_REQUIREMENTS_
Substitute "whole-number pixel coordinates" for "integer pixel values" in the rows starting with the line that contains "[tag] hoop earring" and going on through the end of the rows. Give back only those lines, with nothing else changed.

_INFORMATION GIVEN_
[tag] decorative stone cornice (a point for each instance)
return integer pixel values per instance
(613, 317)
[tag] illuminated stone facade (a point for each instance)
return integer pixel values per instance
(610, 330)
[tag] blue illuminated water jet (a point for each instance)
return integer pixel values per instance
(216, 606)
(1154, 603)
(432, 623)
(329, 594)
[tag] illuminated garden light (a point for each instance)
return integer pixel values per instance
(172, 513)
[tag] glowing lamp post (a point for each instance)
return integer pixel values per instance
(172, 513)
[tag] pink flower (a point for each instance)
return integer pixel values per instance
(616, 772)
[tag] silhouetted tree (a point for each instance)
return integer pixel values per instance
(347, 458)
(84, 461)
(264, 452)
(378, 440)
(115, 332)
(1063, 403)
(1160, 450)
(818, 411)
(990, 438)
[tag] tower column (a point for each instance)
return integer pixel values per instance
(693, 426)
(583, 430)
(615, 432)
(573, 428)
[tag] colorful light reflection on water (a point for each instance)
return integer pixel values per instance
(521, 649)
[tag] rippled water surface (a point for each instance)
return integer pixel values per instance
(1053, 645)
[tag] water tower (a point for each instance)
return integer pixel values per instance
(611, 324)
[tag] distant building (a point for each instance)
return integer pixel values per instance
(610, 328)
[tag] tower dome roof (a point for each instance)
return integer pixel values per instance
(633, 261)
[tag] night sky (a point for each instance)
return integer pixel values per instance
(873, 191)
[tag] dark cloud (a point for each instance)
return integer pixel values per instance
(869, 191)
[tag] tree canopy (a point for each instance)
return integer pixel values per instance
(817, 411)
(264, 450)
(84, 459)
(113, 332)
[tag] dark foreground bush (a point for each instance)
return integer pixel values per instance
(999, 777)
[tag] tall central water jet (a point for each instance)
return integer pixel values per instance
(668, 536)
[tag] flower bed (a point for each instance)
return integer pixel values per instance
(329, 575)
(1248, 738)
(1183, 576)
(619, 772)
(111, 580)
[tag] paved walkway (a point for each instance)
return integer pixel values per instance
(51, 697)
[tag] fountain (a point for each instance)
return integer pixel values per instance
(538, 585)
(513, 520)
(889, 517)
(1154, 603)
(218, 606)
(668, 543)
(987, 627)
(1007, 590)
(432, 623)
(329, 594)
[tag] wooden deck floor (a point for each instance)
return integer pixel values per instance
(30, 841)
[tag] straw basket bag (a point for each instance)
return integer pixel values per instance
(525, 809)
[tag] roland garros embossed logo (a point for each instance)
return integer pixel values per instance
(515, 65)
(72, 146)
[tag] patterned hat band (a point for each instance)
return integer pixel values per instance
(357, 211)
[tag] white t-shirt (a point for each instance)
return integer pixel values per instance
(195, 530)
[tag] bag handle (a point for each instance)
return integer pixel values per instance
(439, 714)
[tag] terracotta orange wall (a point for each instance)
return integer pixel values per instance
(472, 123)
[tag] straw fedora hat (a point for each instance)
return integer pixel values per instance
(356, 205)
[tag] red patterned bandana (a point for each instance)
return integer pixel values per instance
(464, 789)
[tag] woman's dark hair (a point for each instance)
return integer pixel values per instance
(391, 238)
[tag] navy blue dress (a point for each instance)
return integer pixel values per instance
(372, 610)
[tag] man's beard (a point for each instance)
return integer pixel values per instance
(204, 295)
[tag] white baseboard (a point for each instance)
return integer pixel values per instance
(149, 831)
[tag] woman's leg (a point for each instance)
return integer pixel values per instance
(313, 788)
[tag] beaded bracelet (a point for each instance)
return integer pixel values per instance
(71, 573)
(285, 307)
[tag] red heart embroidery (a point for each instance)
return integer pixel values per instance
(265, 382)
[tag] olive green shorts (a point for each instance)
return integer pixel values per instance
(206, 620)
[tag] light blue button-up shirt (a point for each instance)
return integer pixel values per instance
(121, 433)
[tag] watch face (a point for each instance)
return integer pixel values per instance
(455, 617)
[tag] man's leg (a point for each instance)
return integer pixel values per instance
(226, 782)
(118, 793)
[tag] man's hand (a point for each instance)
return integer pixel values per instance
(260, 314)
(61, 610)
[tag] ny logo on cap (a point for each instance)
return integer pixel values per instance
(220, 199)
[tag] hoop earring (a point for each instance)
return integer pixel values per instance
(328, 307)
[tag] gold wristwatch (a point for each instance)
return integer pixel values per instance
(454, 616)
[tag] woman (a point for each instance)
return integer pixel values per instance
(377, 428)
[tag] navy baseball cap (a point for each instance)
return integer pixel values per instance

_FULL ANSWER_
[tag] hoop earring (a point for each instance)
return whole-number pixel coordinates per instance
(328, 307)
[tag] gold wristwatch (a point for each instance)
return whole-number pixel coordinates per instance
(454, 616)
[tag] woman (a point for each instance)
return whole-number pixel coordinates per instance
(377, 428)
[tag] navy baseball cap (a point for each instance)
return whole-number pixel coordinates per instance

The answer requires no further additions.